INSTRUCTIONS FOR THE TASK: Reproduce all of the data exactly.

■ ■ ■ ■ ■ ■ ■

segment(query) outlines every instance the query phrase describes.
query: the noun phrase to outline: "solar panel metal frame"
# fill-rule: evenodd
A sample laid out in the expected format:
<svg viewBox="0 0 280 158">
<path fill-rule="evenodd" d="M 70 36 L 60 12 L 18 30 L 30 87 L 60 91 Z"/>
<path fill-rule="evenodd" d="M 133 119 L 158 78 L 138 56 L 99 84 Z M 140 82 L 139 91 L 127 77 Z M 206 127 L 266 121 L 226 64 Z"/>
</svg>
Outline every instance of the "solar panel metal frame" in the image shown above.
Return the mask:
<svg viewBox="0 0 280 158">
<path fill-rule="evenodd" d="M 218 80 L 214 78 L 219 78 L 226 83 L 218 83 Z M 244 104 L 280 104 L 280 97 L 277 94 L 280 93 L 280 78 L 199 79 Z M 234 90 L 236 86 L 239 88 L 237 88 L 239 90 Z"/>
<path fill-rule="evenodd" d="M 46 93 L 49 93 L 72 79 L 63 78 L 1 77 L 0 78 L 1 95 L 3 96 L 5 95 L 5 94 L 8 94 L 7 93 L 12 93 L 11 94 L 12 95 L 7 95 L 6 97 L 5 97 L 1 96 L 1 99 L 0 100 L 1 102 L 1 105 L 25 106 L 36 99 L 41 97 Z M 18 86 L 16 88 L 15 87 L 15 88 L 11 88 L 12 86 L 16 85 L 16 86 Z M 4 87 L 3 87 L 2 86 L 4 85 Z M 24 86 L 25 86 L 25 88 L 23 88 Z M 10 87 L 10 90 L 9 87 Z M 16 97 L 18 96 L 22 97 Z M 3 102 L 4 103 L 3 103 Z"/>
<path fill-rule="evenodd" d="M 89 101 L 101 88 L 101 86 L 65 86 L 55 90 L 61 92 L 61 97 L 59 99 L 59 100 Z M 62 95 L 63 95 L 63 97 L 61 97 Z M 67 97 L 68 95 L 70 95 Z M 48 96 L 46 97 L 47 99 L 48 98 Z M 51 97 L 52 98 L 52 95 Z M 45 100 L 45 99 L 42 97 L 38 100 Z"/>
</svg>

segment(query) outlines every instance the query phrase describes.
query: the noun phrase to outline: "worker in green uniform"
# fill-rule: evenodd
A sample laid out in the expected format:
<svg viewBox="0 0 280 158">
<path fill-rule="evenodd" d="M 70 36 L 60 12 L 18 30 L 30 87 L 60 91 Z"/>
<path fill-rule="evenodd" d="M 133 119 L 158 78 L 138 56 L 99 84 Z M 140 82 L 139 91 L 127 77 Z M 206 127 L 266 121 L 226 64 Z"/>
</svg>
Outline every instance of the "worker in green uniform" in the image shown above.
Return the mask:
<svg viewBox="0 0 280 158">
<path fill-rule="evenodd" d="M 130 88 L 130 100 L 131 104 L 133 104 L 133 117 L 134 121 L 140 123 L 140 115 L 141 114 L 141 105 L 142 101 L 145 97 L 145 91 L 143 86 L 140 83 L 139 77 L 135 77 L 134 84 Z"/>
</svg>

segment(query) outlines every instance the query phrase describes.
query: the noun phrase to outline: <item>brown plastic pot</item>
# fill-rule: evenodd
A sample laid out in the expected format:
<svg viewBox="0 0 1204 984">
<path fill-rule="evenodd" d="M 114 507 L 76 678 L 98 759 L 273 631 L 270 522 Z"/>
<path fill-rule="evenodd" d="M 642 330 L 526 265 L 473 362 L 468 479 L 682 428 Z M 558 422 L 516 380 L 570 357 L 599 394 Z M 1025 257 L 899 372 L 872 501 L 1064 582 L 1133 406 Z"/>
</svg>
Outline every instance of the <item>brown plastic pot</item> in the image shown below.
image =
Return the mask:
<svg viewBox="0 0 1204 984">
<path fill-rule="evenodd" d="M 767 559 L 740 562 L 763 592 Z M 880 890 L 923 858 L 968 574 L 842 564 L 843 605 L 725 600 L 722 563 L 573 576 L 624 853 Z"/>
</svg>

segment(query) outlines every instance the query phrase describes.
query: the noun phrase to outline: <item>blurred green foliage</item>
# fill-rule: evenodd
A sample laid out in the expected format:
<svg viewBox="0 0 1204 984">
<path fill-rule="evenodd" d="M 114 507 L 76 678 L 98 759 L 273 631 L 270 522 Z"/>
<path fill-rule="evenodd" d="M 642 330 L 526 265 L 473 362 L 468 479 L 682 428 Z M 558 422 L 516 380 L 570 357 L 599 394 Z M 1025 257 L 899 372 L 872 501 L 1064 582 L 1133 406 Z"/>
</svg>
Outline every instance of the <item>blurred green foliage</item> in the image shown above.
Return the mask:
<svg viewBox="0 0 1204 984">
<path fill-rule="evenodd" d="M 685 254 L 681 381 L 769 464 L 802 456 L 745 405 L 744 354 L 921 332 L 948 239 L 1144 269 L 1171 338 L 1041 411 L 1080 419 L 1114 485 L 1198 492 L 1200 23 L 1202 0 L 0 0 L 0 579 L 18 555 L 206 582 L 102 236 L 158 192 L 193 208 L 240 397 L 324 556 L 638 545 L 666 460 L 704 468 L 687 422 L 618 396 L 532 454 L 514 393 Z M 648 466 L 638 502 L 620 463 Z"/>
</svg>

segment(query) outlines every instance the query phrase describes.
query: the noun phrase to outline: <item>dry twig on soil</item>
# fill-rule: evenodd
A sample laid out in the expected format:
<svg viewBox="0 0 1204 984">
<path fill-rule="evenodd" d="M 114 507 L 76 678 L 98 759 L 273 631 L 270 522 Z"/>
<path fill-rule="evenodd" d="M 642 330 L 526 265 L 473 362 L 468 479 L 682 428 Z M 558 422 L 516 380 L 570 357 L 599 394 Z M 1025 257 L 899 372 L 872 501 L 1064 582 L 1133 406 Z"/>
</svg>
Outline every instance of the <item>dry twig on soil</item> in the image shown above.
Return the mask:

■ ■ ■ ■ ■ ■ ■

THE OUTPUT:
segment(query) outlines every instance the query phrase describes.
query: the noun phrase to outline: "solar panel metal frame"
# fill-rule: evenodd
A sample laid out in the expected format:
<svg viewBox="0 0 280 158">
<path fill-rule="evenodd" d="M 70 36 L 60 12 L 18 30 L 30 87 L 60 91 Z"/>
<path fill-rule="evenodd" d="M 133 119 L 158 78 L 138 56 L 99 84 Z M 140 82 L 139 91 L 127 77 Z M 206 127 L 266 121 L 226 64 Z"/>
</svg>
Outline every instance of the "solar panel metal frame" in the image shown above.
Return the mask:
<svg viewBox="0 0 280 158">
<path fill-rule="evenodd" d="M 218 80 L 214 78 L 219 78 L 226 83 L 218 83 Z M 244 104 L 280 104 L 280 97 L 277 94 L 280 93 L 280 78 L 199 79 Z M 234 90 L 236 86 L 239 88 L 237 88 L 239 90 Z"/>
<path fill-rule="evenodd" d="M 46 93 L 49 93 L 72 79 L 63 78 L 1 77 L 0 78 L 1 95 L 3 96 L 5 95 L 5 94 L 8 94 L 7 93 L 12 93 L 11 94 L 12 95 L 7 95 L 6 97 L 5 97 L 1 96 L 1 99 L 0 100 L 1 102 L 1 105 L 25 106 L 36 99 L 41 97 Z M 18 86 L 16 88 L 15 87 L 15 88 L 11 88 L 12 86 L 16 85 L 16 86 Z M 4 87 L 3 87 L 2 86 L 4 85 Z M 24 86 L 25 86 L 25 88 L 23 88 Z M 10 87 L 10 90 L 9 87 Z M 16 97 L 18 96 L 22 97 Z M 3 102 L 4 103 L 3 103 Z"/>
<path fill-rule="evenodd" d="M 89 101 L 101 88 L 101 86 L 65 86 L 55 90 L 61 92 L 61 97 L 59 99 L 59 100 Z M 62 95 L 63 95 L 63 97 L 61 97 Z M 67 97 L 68 95 L 70 95 Z M 48 96 L 46 97 L 47 99 L 48 98 Z M 51 97 L 52 98 L 52 95 Z M 45 100 L 45 99 L 42 97 L 38 100 Z"/>
</svg>

segment(query) outlines every instance the query phrase describes.
query: the noun phrase to outline: "worker in green uniform"
# fill-rule: evenodd
A sample laid out in the expected format:
<svg viewBox="0 0 280 158">
<path fill-rule="evenodd" d="M 70 36 L 60 12 L 18 30 L 30 87 L 60 91 Z"/>
<path fill-rule="evenodd" d="M 133 119 L 158 78 L 138 56 L 99 84 Z M 140 82 L 139 91 L 127 77 Z M 206 127 L 266 121 L 226 64 Z"/>
</svg>
Outline every instance of the "worker in green uniform" in the image shown above.
Return the mask:
<svg viewBox="0 0 280 158">
<path fill-rule="evenodd" d="M 130 88 L 130 100 L 131 104 L 133 104 L 133 117 L 134 121 L 140 123 L 140 115 L 141 114 L 141 105 L 142 101 L 145 97 L 145 91 L 143 86 L 140 83 L 139 77 L 135 77 L 134 84 Z"/>
</svg>

segment(query) outlines every instance the query phrase describes.
query: the noun phrase to outline: <item>brown plastic pot</item>
# fill-rule: evenodd
A sample laid out in the expected format:
<svg viewBox="0 0 1204 984">
<path fill-rule="evenodd" d="M 114 507 L 76 678 L 98 759 L 273 631 L 270 522 Z"/>
<path fill-rule="evenodd" d="M 642 330 L 526 265 L 473 362 L 468 479 L 682 428 Z M 558 422 L 516 380 L 570 357 L 599 394 Z M 1025 257 L 899 372 L 872 501 L 1064 582 L 1133 406 Z"/>
</svg>
Outline every instance of the <item>brown plastic pot</item> in the image shown below.
image =
Return the mask:
<svg viewBox="0 0 1204 984">
<path fill-rule="evenodd" d="M 767 559 L 740 562 L 763 592 Z M 880 890 L 923 858 L 968 574 L 842 564 L 843 605 L 725 600 L 722 563 L 573 576 L 624 853 Z"/>
</svg>

segment(query) outlines every instance the query phrase describes.
query: the noun phrase to outline: <item>blurred green foliage</item>
# fill-rule: evenodd
A sample laid out in the expected format:
<svg viewBox="0 0 1204 984">
<path fill-rule="evenodd" d="M 114 507 L 76 678 L 98 759 L 273 631 L 270 522 Z"/>
<path fill-rule="evenodd" d="M 642 330 L 526 265 L 473 362 L 468 479 L 682 428 Z M 558 422 L 516 380 L 570 357 L 599 394 Z M 1025 257 L 899 372 L 872 501 L 1064 582 L 1133 406 Z"/>
</svg>
Outline every instance of the <item>blurred green foliage</item> in the image shown above.
Return the mask:
<svg viewBox="0 0 1204 984">
<path fill-rule="evenodd" d="M 685 254 L 681 381 L 769 464 L 802 456 L 745 405 L 744 354 L 921 332 L 948 239 L 1144 269 L 1171 338 L 1041 411 L 1080 419 L 1114 485 L 1198 492 L 1200 23 L 1202 0 L 0 0 L 0 579 L 18 555 L 206 582 L 102 236 L 158 192 L 193 208 L 240 397 L 324 556 L 638 545 L 666 460 L 704 468 L 687 422 L 618 396 L 532 454 L 514 393 Z M 648 466 L 638 502 L 620 463 Z"/>
</svg>

segment(query) outlines every instance the query phrase describes.
query: the noun phrase to outline: <item>dry twig on soil</item>
# fill-rule: evenodd
A sample laid out in the expected format:
<svg viewBox="0 0 1204 984">
<path fill-rule="evenodd" d="M 114 507 L 76 678 L 98 759 L 273 631 L 270 522 Z"/>
<path fill-rule="evenodd" d="M 642 330 L 526 265 L 473 362 L 468 479 L 682 428 Z M 558 422 L 516 380 L 570 357 L 599 394 Z M 1025 257 L 899 372 L 872 501 L 1064 582 L 1133 406 Z"/>
</svg>
Outline every instance of the <item>dry twig on soil</item> in the image shown above.
Return the mask:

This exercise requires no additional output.